*** Opening RECORDS TO PROCESS ***

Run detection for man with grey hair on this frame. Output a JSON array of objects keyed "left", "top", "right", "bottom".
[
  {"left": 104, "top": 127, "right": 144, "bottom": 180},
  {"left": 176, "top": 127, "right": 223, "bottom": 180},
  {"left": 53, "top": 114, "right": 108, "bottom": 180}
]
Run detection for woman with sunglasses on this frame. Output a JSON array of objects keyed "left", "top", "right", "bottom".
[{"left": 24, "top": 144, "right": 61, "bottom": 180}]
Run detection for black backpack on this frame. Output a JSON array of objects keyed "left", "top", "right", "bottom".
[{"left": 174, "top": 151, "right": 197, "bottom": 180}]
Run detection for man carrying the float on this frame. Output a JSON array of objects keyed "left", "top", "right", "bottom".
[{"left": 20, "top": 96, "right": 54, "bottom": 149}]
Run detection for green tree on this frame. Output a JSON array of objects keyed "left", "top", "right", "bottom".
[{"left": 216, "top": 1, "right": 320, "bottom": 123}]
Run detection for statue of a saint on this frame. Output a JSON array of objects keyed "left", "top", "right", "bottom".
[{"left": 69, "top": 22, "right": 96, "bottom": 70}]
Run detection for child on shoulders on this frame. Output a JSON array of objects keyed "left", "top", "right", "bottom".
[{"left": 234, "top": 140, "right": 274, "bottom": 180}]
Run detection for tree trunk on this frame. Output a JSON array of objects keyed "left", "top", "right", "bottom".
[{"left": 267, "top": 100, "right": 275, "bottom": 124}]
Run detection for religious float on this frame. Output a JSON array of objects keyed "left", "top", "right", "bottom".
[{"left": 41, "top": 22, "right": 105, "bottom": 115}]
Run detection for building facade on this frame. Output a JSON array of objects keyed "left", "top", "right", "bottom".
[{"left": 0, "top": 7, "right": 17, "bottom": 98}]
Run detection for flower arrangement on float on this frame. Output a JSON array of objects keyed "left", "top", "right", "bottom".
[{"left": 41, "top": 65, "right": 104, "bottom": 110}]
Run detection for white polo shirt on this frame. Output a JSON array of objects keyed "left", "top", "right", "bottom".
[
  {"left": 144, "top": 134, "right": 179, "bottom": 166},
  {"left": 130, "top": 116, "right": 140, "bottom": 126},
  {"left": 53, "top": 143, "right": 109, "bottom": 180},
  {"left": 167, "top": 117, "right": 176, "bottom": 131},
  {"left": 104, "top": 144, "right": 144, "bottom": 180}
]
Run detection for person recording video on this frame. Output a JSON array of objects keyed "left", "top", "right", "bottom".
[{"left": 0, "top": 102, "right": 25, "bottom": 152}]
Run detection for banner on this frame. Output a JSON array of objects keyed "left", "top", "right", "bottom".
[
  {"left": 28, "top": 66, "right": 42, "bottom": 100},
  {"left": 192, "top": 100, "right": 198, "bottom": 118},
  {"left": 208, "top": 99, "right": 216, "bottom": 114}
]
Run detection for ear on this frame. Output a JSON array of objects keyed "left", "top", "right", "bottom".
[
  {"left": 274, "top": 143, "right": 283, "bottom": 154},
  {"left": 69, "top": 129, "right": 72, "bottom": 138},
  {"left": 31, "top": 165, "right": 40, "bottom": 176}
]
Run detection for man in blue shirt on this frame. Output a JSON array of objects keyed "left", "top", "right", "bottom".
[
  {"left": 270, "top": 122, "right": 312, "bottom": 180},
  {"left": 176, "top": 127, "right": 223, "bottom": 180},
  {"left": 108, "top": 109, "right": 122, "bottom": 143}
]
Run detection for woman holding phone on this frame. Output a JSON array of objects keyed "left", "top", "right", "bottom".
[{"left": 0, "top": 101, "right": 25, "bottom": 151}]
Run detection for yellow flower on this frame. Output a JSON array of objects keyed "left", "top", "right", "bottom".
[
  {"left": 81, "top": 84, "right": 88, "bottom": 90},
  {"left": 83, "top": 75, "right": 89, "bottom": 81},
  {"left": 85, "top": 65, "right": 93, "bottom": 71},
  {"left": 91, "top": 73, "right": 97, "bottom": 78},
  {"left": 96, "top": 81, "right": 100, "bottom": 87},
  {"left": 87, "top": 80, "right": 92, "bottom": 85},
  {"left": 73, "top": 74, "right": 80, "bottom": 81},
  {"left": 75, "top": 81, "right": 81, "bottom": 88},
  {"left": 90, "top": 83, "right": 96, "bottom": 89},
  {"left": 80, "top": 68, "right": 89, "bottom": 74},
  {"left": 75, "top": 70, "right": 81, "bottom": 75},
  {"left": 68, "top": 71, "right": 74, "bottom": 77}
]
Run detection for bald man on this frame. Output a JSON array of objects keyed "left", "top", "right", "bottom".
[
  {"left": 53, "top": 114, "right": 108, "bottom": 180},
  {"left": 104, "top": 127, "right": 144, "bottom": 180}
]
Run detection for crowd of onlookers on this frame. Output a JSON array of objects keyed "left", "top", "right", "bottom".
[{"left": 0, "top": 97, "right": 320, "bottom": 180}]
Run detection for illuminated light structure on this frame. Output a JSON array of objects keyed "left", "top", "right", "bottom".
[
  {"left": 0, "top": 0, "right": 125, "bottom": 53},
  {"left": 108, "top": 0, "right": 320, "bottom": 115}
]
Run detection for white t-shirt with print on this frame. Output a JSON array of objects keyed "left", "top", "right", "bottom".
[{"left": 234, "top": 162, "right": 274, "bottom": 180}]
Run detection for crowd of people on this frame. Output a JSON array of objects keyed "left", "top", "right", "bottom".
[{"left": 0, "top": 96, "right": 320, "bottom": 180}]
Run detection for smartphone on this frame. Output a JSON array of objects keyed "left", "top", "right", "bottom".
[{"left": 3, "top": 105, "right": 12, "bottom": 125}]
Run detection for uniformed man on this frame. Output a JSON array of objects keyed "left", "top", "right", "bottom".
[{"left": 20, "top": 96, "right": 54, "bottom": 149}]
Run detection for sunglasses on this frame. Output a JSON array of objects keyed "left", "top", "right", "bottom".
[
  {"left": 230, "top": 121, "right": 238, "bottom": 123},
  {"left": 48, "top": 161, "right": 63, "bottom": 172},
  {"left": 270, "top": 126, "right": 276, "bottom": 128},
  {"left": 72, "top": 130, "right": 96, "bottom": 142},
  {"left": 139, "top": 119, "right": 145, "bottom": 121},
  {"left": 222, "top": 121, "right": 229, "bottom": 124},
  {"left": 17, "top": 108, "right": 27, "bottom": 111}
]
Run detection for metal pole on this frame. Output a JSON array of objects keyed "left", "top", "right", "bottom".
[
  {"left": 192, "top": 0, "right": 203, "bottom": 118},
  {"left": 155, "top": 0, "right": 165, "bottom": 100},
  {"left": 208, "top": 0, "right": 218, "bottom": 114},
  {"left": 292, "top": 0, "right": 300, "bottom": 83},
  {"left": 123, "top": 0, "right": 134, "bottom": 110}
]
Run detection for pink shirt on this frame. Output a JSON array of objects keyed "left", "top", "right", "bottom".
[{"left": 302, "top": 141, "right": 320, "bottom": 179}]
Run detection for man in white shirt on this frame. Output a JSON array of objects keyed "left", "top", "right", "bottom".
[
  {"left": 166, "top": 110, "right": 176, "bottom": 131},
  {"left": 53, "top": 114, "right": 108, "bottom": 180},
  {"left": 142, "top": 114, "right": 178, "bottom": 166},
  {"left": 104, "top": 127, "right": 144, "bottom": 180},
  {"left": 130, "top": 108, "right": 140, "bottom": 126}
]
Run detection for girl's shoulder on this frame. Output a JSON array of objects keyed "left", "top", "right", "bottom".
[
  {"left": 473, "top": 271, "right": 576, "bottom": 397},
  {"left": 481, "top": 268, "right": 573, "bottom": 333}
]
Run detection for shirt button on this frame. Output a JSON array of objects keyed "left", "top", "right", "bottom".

*** Closing RECORDS TO PROCESS ***

Each record above is to be reproduced word for word.

Run detection for man with grey hair on this frame. Output a JSON array of objects keyed "left", "top", "right", "bottom".
[
  {"left": 104, "top": 127, "right": 144, "bottom": 180},
  {"left": 176, "top": 127, "right": 223, "bottom": 180},
  {"left": 53, "top": 114, "right": 108, "bottom": 180}
]
Run detection for woman with sunglasses on this frame. Output a JSON array of objects keyed "left", "top", "right", "bottom".
[{"left": 24, "top": 144, "right": 61, "bottom": 180}]
Run detection for black backpack on this frame. Output a JSON array of objects keyed "left", "top", "right", "bottom".
[{"left": 174, "top": 151, "right": 197, "bottom": 180}]
Run detection for man carrying the float on this frame. Output a JSON array of objects keyed "left", "top", "right", "bottom".
[{"left": 20, "top": 96, "right": 54, "bottom": 149}]
Run detection for green tree on this frame. Output a JSON array of objects keyed "left", "top", "right", "bottom".
[{"left": 216, "top": 1, "right": 320, "bottom": 123}]
Run detection for statue of a saint on this frame. Output a JSON array of objects keyed "left", "top", "right", "bottom".
[{"left": 69, "top": 22, "right": 96, "bottom": 70}]
Run detection for child on shoulders on this frame. Output a JSON array of objects keyed "left", "top", "right", "bottom".
[{"left": 234, "top": 140, "right": 274, "bottom": 180}]
Run detection for tree trunk on this frame. Output a JSON array of objects keyed "left", "top", "right", "bottom".
[{"left": 267, "top": 100, "right": 275, "bottom": 124}]
Run detection for religious float on this frame. Output a JSON array of objects keyed "left", "top", "right", "bottom".
[{"left": 41, "top": 22, "right": 105, "bottom": 115}]
Run detection for building facade on this frame. Output a JSON array of objects keyed "left", "top", "right", "bottom".
[{"left": 0, "top": 7, "right": 17, "bottom": 98}]
Run detection for flower arrangement on float on this frame. Output a JSON array of objects keyed "left", "top", "right", "bottom".
[{"left": 41, "top": 65, "right": 104, "bottom": 110}]
Run detection for white polo shirt on this frame. Output a JSON array of objects keyed "left", "top", "right", "bottom".
[
  {"left": 144, "top": 134, "right": 179, "bottom": 166},
  {"left": 130, "top": 116, "right": 140, "bottom": 126},
  {"left": 53, "top": 143, "right": 109, "bottom": 180},
  {"left": 167, "top": 117, "right": 176, "bottom": 131},
  {"left": 104, "top": 144, "right": 144, "bottom": 180}
]
Run detection for person recording video on this frame. Output a JSON array of objects keyed "left", "top", "right", "bottom".
[{"left": 0, "top": 102, "right": 25, "bottom": 152}]
Run detection for banner on this frame. Output a JSON array of objects keyed "left", "top", "right", "bottom".
[
  {"left": 28, "top": 66, "right": 42, "bottom": 100},
  {"left": 192, "top": 100, "right": 198, "bottom": 118},
  {"left": 208, "top": 99, "right": 216, "bottom": 114}
]
Run detection for ear on this frame. Output a JSON array of objects keyed "left", "top", "right", "bottom".
[
  {"left": 274, "top": 143, "right": 283, "bottom": 154},
  {"left": 69, "top": 129, "right": 72, "bottom": 138},
  {"left": 31, "top": 165, "right": 40, "bottom": 176}
]
Run detection for man in blue shirt on this frame. Output a JSON array of objects keyed "left", "top", "right", "bottom".
[
  {"left": 270, "top": 122, "right": 312, "bottom": 180},
  {"left": 176, "top": 127, "right": 223, "bottom": 180},
  {"left": 108, "top": 109, "right": 122, "bottom": 143}
]
Run detection for woman holding phone on this frame. Output a JSON array of objects keyed "left", "top", "right", "bottom".
[{"left": 0, "top": 101, "right": 25, "bottom": 151}]
Run detection for yellow flower on this frame. Output a JSON array of objects keyed "left", "top", "right", "bottom".
[
  {"left": 81, "top": 84, "right": 88, "bottom": 90},
  {"left": 83, "top": 75, "right": 89, "bottom": 81},
  {"left": 85, "top": 65, "right": 93, "bottom": 71},
  {"left": 91, "top": 73, "right": 97, "bottom": 78},
  {"left": 96, "top": 81, "right": 100, "bottom": 87},
  {"left": 87, "top": 80, "right": 92, "bottom": 85},
  {"left": 73, "top": 74, "right": 80, "bottom": 81},
  {"left": 75, "top": 81, "right": 81, "bottom": 88},
  {"left": 90, "top": 83, "right": 96, "bottom": 89},
  {"left": 80, "top": 68, "right": 89, "bottom": 74},
  {"left": 75, "top": 70, "right": 81, "bottom": 75},
  {"left": 68, "top": 71, "right": 74, "bottom": 77}
]
Run detection for bald man on this frame. Output a JSON array of objects keyed "left", "top", "right", "bottom".
[
  {"left": 53, "top": 114, "right": 108, "bottom": 180},
  {"left": 104, "top": 127, "right": 144, "bottom": 180}
]
Run detection for crowd of onlookers on this frame. Output a JSON array of objects keyed "left", "top", "right", "bottom".
[{"left": 0, "top": 97, "right": 320, "bottom": 180}]
Run detection for illuminated light structure on this frame. Output a JSON array of objects keyed "left", "top", "right", "bottom".
[
  {"left": 0, "top": 0, "right": 125, "bottom": 53},
  {"left": 108, "top": 0, "right": 320, "bottom": 115}
]
Run detection for white t-shirt with print on this frame. Output a JSON array of objects keyed "left", "top", "right", "bottom".
[{"left": 234, "top": 162, "right": 274, "bottom": 180}]
Run detection for crowd of people on this frame. Output a JSON array of objects keyed "left", "top", "right", "bottom".
[{"left": 0, "top": 96, "right": 320, "bottom": 180}]
Run detection for smartphone on this frame. Output a JSON array of objects keyed "left", "top", "right", "bottom".
[{"left": 3, "top": 105, "right": 12, "bottom": 125}]
Run detection for uniformed man on this frame. Output a JSON array of objects keyed "left", "top", "right", "bottom".
[{"left": 20, "top": 96, "right": 54, "bottom": 149}]
Run detection for sunglasses on this frame. Output a JSON array of objects keyed "left", "top", "right", "bottom".
[
  {"left": 230, "top": 121, "right": 238, "bottom": 123},
  {"left": 48, "top": 161, "right": 63, "bottom": 172},
  {"left": 270, "top": 126, "right": 276, "bottom": 128},
  {"left": 72, "top": 130, "right": 96, "bottom": 142},
  {"left": 139, "top": 119, "right": 145, "bottom": 121},
  {"left": 222, "top": 121, "right": 229, "bottom": 124},
  {"left": 17, "top": 108, "right": 27, "bottom": 111}
]
Run detection for metal pole on this frame. Output a JSON array of objects keyed "left", "top", "right", "bottom".
[
  {"left": 192, "top": 0, "right": 203, "bottom": 118},
  {"left": 155, "top": 0, "right": 165, "bottom": 100},
  {"left": 208, "top": 0, "right": 218, "bottom": 114},
  {"left": 292, "top": 0, "right": 300, "bottom": 83},
  {"left": 123, "top": 0, "right": 134, "bottom": 110}
]
Run detection for pink shirt on this frame. Output a JSON array of objects keyed "left", "top", "right", "bottom".
[{"left": 302, "top": 141, "right": 320, "bottom": 179}]
Run detection for man in white shirt on this frame. Output a JSON array of objects keyed "left", "top", "right", "bottom".
[
  {"left": 166, "top": 110, "right": 176, "bottom": 131},
  {"left": 53, "top": 114, "right": 108, "bottom": 180},
  {"left": 142, "top": 114, "right": 178, "bottom": 166},
  {"left": 104, "top": 127, "right": 144, "bottom": 180},
  {"left": 130, "top": 108, "right": 140, "bottom": 126}
]
Run detection for girl's shoulder on this frame. Output a JSON array of objects keyed "left", "top", "right", "bottom".
[
  {"left": 473, "top": 271, "right": 576, "bottom": 397},
  {"left": 481, "top": 268, "right": 573, "bottom": 333}
]
Run detection for shirt button on this frame. Output a JSON array of objects keyed "left", "top", "right", "bottom".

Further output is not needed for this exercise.